**Problem statement:** Your task is to quote the records from their first line through the line containing "Drop a point on each instance of the basketball.", with nothing added or left out.

Dataset excerpts:
○ ○ ○ ○ ○

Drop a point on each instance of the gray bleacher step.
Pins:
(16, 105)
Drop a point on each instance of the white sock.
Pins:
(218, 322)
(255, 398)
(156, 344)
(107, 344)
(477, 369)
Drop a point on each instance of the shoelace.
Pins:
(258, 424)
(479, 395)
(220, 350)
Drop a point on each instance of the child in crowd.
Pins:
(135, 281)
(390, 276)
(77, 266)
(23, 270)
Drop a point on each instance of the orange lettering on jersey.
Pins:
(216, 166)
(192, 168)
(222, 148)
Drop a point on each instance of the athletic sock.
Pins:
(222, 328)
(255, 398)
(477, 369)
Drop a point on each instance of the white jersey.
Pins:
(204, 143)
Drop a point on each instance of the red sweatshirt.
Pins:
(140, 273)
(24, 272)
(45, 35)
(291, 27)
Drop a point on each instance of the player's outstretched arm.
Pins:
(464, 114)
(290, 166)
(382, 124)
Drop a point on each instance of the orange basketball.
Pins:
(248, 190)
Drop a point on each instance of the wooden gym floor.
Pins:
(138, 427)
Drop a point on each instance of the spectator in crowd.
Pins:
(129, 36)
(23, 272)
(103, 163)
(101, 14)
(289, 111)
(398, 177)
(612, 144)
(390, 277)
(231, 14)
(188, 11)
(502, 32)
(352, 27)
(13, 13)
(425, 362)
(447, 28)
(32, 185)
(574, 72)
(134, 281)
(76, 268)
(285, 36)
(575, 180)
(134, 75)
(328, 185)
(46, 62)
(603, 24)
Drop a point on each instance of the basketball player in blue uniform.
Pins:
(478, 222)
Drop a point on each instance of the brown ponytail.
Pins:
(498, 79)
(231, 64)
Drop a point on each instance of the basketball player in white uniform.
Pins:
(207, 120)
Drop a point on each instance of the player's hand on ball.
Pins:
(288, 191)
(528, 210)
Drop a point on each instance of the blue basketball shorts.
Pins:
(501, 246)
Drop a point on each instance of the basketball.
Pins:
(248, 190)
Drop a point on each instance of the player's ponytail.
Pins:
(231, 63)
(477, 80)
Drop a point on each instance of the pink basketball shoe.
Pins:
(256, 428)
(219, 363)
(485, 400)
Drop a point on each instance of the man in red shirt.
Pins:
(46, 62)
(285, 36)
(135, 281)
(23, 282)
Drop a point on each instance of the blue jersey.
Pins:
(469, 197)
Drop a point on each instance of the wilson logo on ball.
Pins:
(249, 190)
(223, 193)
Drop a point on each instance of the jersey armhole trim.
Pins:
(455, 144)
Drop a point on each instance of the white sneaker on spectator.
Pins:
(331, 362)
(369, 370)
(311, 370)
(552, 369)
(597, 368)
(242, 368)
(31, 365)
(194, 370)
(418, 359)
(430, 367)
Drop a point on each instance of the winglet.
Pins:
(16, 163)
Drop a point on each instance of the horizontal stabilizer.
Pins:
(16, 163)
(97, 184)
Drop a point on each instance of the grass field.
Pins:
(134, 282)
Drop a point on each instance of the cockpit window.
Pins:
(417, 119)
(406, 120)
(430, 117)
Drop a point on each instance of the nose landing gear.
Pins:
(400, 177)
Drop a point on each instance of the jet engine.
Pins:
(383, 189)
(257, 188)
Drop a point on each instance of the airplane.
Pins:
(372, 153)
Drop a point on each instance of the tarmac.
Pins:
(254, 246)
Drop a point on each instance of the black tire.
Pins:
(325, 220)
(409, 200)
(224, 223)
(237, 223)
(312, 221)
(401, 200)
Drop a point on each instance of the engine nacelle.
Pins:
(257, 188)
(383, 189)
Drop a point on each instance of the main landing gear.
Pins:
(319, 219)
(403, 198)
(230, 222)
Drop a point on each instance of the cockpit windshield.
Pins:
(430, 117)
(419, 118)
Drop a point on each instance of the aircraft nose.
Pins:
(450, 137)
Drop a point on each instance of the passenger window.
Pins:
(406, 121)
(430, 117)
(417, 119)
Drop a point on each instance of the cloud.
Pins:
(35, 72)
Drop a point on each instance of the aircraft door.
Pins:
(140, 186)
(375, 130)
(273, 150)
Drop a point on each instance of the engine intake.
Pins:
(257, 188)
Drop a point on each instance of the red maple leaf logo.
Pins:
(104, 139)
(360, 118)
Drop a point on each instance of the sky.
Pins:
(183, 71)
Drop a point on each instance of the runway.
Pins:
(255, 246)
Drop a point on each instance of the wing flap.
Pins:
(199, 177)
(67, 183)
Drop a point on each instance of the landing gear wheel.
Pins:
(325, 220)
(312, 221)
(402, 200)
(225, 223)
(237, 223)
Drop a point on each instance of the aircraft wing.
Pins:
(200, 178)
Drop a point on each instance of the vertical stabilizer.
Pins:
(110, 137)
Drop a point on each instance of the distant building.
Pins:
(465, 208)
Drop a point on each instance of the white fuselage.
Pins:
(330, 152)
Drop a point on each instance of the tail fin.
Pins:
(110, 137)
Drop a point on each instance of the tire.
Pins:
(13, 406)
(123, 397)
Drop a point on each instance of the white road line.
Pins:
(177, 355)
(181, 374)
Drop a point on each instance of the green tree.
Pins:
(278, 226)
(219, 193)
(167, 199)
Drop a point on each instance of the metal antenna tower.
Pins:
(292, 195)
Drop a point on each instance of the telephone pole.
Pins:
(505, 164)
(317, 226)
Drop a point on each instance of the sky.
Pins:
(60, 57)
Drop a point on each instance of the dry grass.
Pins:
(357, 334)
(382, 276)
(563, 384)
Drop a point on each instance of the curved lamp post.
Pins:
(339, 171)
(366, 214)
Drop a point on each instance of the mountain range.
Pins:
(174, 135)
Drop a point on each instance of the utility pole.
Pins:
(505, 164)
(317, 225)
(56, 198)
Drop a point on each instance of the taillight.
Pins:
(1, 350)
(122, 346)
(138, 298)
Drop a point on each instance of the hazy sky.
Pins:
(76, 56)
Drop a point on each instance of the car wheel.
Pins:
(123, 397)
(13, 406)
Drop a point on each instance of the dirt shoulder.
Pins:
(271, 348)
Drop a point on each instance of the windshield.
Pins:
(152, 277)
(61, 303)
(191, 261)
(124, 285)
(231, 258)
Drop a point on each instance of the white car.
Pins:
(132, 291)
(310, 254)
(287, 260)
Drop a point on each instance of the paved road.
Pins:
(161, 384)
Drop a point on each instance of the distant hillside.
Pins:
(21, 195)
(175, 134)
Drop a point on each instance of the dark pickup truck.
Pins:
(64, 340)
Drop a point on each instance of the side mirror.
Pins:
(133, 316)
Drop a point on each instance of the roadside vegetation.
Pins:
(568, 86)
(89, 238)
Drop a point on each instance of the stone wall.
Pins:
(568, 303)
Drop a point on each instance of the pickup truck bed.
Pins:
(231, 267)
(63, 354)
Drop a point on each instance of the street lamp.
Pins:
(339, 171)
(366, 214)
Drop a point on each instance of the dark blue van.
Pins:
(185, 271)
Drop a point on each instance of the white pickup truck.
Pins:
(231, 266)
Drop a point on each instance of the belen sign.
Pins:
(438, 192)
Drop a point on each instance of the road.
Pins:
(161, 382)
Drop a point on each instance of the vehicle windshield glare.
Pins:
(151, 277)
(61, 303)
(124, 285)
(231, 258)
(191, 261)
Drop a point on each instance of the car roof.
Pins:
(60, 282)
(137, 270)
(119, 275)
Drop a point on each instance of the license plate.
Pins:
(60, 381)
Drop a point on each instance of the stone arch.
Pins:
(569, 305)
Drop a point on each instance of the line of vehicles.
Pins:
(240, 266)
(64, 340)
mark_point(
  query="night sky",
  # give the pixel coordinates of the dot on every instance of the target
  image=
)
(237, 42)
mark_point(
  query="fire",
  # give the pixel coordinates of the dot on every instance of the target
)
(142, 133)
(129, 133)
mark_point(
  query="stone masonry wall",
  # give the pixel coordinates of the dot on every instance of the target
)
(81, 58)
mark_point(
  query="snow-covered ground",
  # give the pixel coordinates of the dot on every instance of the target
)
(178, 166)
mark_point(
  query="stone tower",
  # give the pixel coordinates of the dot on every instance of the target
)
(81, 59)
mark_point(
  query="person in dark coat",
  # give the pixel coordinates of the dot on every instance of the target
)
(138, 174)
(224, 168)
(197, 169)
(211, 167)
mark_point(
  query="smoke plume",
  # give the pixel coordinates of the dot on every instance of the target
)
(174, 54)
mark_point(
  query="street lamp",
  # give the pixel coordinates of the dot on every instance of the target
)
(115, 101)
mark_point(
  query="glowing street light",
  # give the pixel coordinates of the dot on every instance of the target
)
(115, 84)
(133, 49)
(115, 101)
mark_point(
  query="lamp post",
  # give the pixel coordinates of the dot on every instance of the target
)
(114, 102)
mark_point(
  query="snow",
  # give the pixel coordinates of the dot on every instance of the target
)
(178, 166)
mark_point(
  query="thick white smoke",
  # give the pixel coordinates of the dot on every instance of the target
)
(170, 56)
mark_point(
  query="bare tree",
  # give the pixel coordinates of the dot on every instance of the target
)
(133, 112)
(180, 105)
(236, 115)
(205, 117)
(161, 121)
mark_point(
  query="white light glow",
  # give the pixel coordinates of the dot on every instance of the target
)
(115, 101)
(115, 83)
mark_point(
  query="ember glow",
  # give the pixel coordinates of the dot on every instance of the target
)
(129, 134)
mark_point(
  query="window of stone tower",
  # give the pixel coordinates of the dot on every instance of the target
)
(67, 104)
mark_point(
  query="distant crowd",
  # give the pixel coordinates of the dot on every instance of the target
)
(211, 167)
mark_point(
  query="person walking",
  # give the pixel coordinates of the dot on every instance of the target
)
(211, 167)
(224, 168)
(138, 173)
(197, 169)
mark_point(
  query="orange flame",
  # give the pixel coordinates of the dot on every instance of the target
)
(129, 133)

○ ○ ○ ○ ○

**Solution to this task:**
Drop a point on each instance of the gray bleacher step.
Pins:
(16, 105)
Drop a point on each instance of the white sock.
Pins:
(218, 322)
(255, 398)
(156, 344)
(107, 344)
(477, 369)
Drop a point on each instance of the shoelace.
Pins:
(258, 424)
(479, 395)
(220, 350)
Drop a point on each instance of the child in crowd.
Pins:
(135, 281)
(390, 276)
(77, 266)
(23, 270)
Drop a point on each instance of the orange lettering on jersey.
Pins:
(216, 166)
(192, 168)
(222, 148)
Drop a point on each instance of the athletic sock.
Pins:
(222, 328)
(255, 398)
(477, 369)
Drop a point on each instance of the white jersey.
Pins:
(204, 143)
Drop a point on each instance of the red sweatshirt.
Pins:
(140, 273)
(24, 272)
(45, 35)
(291, 27)
Drop a point on each instance of the player's outstretched arm.
Pins:
(464, 114)
(290, 166)
(382, 124)
Drop a point on each instance of the orange basketball.
Pins:
(248, 190)
Drop a point on each instance of the wooden gym floor.
Pins:
(138, 427)
Drop a point on each instance of the spectator in crowd.
Pins:
(129, 36)
(23, 272)
(103, 163)
(101, 14)
(289, 111)
(398, 177)
(612, 144)
(390, 277)
(231, 14)
(188, 11)
(502, 32)
(352, 27)
(13, 13)
(425, 362)
(447, 28)
(32, 185)
(574, 72)
(134, 281)
(76, 268)
(285, 36)
(575, 180)
(134, 75)
(328, 185)
(46, 62)
(603, 24)
Drop a point on each instance of the basketball player in blue uniform.
Pins:
(478, 222)
Drop a point on each instance of the brown ponytail.
Pins:
(498, 79)
(231, 64)
Drop a point on each instance of the basketball player in white uniform.
Pins:
(207, 120)
Drop a point on each instance of the player's hand on ball.
Pins:
(288, 191)
(528, 210)
Drop a point on each instance of the blue basketball shorts.
Pins:
(501, 246)
Drop a point on each instance of the basketball.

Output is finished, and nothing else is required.